--- BEGIN Data to process ---
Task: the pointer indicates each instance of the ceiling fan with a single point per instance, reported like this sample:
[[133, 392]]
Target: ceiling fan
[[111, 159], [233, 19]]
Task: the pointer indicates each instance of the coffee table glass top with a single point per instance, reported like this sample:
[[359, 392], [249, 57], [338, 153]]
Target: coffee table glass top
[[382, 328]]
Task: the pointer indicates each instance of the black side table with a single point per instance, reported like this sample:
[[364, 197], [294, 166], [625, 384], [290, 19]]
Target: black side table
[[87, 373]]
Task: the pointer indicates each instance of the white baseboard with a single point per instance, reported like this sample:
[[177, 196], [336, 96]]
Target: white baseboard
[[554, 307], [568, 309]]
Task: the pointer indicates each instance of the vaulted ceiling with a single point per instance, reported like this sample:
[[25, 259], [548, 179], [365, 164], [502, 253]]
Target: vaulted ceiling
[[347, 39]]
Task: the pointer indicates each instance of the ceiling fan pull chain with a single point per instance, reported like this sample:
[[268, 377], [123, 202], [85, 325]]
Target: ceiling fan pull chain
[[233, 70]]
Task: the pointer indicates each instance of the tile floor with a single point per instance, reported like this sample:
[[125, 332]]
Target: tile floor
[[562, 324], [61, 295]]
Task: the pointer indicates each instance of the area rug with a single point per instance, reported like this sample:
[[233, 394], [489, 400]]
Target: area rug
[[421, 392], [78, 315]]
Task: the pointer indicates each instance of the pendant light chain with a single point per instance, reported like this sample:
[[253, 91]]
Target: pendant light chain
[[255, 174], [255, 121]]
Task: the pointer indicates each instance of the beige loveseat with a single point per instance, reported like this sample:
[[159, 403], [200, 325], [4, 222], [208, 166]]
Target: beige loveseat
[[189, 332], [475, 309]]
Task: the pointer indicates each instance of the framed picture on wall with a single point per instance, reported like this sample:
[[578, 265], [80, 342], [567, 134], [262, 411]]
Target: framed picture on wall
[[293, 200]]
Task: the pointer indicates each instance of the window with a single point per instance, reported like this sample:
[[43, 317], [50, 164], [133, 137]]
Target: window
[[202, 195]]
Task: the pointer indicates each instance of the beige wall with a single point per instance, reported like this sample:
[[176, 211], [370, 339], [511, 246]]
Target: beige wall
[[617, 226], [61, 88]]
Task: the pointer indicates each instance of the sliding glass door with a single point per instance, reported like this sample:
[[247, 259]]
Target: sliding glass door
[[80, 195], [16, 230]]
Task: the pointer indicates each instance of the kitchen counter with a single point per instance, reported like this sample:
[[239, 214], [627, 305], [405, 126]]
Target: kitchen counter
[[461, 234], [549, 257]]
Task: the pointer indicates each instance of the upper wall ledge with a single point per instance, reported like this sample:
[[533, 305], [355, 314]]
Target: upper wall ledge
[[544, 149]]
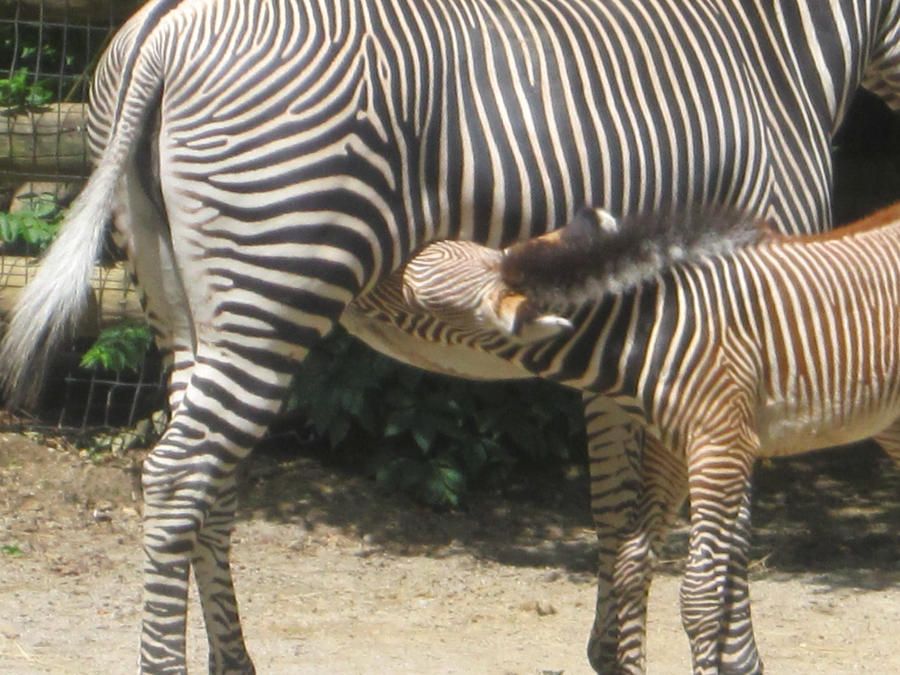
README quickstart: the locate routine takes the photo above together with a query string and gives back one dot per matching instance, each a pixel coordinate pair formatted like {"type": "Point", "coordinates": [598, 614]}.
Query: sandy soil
{"type": "Point", "coordinates": [335, 577]}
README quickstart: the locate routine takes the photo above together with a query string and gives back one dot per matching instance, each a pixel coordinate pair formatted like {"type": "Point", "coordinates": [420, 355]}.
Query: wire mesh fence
{"type": "Point", "coordinates": [48, 49]}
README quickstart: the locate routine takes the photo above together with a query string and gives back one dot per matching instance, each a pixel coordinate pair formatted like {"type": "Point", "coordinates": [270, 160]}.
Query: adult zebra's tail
{"type": "Point", "coordinates": [51, 304]}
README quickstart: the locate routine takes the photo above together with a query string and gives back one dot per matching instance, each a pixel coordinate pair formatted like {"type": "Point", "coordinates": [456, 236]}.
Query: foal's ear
{"type": "Point", "coordinates": [516, 317]}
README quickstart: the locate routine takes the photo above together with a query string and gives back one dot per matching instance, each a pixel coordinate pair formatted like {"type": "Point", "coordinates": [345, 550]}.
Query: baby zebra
{"type": "Point", "coordinates": [726, 341]}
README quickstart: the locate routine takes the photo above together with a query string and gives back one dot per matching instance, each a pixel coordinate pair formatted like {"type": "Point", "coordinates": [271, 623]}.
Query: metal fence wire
{"type": "Point", "coordinates": [48, 49]}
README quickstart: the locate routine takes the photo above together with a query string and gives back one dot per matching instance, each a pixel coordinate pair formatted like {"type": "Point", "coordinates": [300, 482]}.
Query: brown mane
{"type": "Point", "coordinates": [584, 252]}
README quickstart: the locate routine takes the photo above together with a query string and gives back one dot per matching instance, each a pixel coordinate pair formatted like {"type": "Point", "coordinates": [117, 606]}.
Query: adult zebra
{"type": "Point", "coordinates": [269, 160]}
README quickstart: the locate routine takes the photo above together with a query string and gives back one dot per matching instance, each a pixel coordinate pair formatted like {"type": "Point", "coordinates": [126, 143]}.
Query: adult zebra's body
{"type": "Point", "coordinates": [743, 345]}
{"type": "Point", "coordinates": [269, 160]}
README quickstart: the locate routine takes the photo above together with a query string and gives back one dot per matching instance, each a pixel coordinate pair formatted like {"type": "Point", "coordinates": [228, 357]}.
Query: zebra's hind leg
{"type": "Point", "coordinates": [188, 482]}
{"type": "Point", "coordinates": [614, 452]}
{"type": "Point", "coordinates": [715, 604]}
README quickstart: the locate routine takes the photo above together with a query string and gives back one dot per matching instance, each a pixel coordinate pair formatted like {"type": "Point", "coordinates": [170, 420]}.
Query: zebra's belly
{"type": "Point", "coordinates": [446, 359]}
{"type": "Point", "coordinates": [789, 430]}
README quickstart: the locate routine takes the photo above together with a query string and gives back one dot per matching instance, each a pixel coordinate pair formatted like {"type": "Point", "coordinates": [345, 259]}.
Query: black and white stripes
{"type": "Point", "coordinates": [267, 161]}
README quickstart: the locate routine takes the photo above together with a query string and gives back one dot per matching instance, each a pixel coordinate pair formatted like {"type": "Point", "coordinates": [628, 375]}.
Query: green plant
{"type": "Point", "coordinates": [20, 95]}
{"type": "Point", "coordinates": [432, 436]}
{"type": "Point", "coordinates": [35, 227]}
{"type": "Point", "coordinates": [119, 347]}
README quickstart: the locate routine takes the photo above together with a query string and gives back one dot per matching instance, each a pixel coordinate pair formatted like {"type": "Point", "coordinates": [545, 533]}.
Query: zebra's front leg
{"type": "Point", "coordinates": [614, 453]}
{"type": "Point", "coordinates": [188, 482]}
{"type": "Point", "coordinates": [663, 490]}
{"type": "Point", "coordinates": [715, 603]}
{"type": "Point", "coordinates": [212, 572]}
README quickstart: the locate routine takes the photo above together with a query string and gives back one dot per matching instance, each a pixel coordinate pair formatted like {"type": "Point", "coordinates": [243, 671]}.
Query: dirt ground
{"type": "Point", "coordinates": [335, 577]}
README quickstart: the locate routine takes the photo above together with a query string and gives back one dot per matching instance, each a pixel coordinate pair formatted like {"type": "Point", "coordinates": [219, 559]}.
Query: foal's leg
{"type": "Point", "coordinates": [637, 486]}
{"type": "Point", "coordinates": [663, 490]}
{"type": "Point", "coordinates": [715, 605]}
{"type": "Point", "coordinates": [614, 453]}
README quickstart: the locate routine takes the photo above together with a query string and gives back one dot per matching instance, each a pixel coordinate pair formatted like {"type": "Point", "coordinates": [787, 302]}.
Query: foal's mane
{"type": "Point", "coordinates": [594, 254]}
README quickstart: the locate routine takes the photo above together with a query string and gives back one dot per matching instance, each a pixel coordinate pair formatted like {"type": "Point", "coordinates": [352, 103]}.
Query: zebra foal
{"type": "Point", "coordinates": [725, 345]}
{"type": "Point", "coordinates": [269, 161]}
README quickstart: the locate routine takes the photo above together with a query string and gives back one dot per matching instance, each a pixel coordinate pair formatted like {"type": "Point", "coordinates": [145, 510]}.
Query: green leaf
{"type": "Point", "coordinates": [120, 347]}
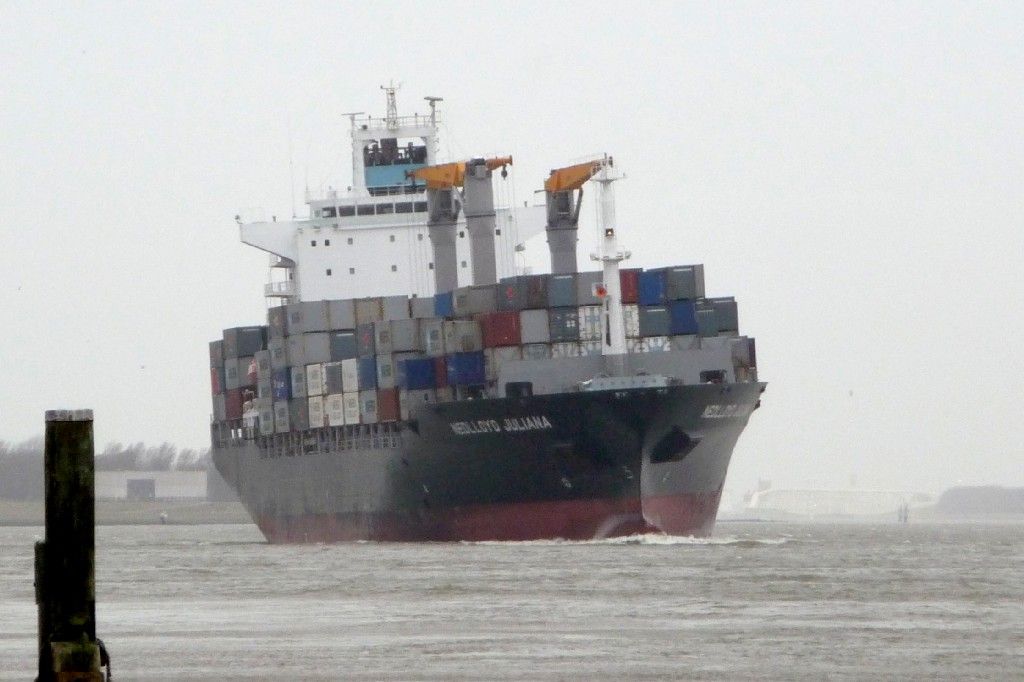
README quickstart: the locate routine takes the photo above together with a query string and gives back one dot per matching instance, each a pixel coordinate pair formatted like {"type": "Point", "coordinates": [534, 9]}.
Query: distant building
{"type": "Point", "coordinates": [809, 503]}
{"type": "Point", "coordinates": [152, 484]}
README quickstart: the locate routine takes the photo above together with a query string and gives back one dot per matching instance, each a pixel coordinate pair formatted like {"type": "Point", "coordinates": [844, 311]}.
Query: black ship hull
{"type": "Point", "coordinates": [577, 466]}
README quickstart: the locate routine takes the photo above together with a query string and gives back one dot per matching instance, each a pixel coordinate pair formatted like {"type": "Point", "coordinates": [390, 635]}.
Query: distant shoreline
{"type": "Point", "coordinates": [135, 512]}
--- END Data to process ---
** Aim **
Print the lines from the one with "Task: the pointer indicates each instance of the tile" up to and including the one with "[[189, 332], [475, 309]]", copied character for character.

** Task solution **
Task: the pointer indicates each instance of the tile floor with a single point per instance, reported like this sample:
[[125, 332]]
Target: tile floor
[[562, 324], [61, 295]]
Task: the pointer indicates each instance of the area rug with a single point per instance, reported like this sample:
[[233, 394], [489, 400]]
Target: area rug
[[421, 392], [78, 315]]
Task: the pointer indicates each instance of the pendant light chain with a single point per instance, reported like this sample:
[[253, 91]]
Target: pendant light chain
[[255, 174], [255, 121]]
Task: the pointer indicates each instance of the beige loveseat with a single point per instance, reported like this sample:
[[159, 403], [200, 325], [4, 222], [208, 166]]
Target: beige loveseat
[[189, 332], [475, 309]]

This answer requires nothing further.